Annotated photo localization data
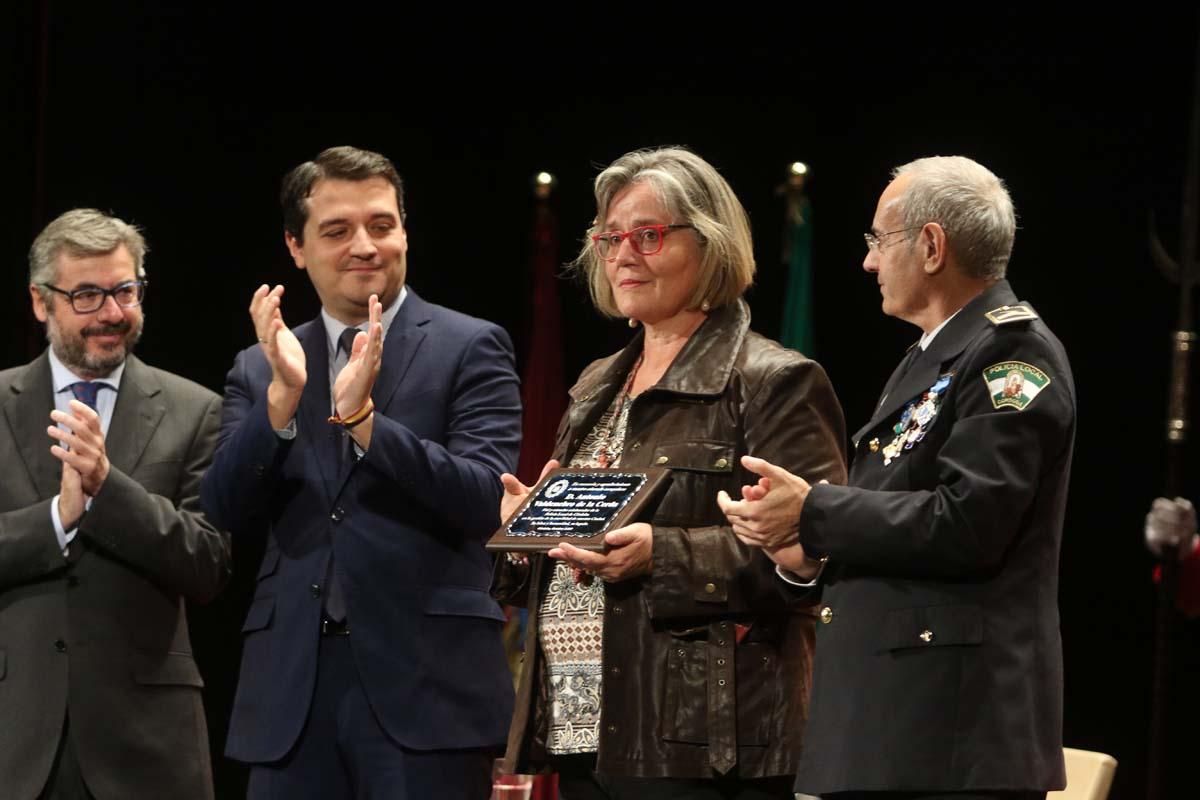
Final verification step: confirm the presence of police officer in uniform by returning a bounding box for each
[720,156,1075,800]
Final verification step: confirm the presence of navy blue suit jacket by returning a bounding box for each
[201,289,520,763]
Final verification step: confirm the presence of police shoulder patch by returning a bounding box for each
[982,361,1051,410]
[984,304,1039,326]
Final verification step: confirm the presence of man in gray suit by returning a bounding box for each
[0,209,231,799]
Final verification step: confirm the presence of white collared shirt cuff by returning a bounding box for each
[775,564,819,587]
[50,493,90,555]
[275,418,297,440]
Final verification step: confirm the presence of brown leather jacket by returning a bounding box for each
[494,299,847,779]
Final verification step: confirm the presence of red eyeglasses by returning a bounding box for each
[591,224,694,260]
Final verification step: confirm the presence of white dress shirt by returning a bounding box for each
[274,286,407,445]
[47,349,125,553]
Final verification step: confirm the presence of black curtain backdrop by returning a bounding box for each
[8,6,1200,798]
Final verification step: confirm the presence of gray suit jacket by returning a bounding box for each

- [Instructions to follow] Return all records verbatim and drop the pictures.

- [Task result]
Final verification step: confirm the presence of police officer in uniform by returning a bounding box for each
[720,156,1075,800]
Final verification step: confirm the presence of navy blue suit jacket by returning a bounding box for each
[201,289,520,763]
Final verification step: confirm the presence of police shoulder patch by returning a bounding box for each
[982,361,1051,410]
[984,304,1039,326]
Final verification step: confirm the presence of man in gray suit by returning a bounding box for each
[0,209,231,799]
Final verification step: confirm the presence of white collared shirt cuff by returning a bounding box for each
[775,564,819,587]
[50,493,90,555]
[275,418,297,440]
Final verification step: confirm the presence of brown leather jacket by returning a bounding box for each
[494,299,847,779]
Final verification step: confirm the presence of red eyeglasses by returning a bounding box for each
[591,224,694,260]
Final verification step: confirm the presence of white dress shirt by returning a bounding box for each
[274,286,407,445]
[47,349,125,553]
Final verification step: confirm the presence of black curtain backdrop by returning a bounding box for each
[8,6,1200,798]
Final verification step: confirm the presence of gray suit jacket by returning a bounding box for each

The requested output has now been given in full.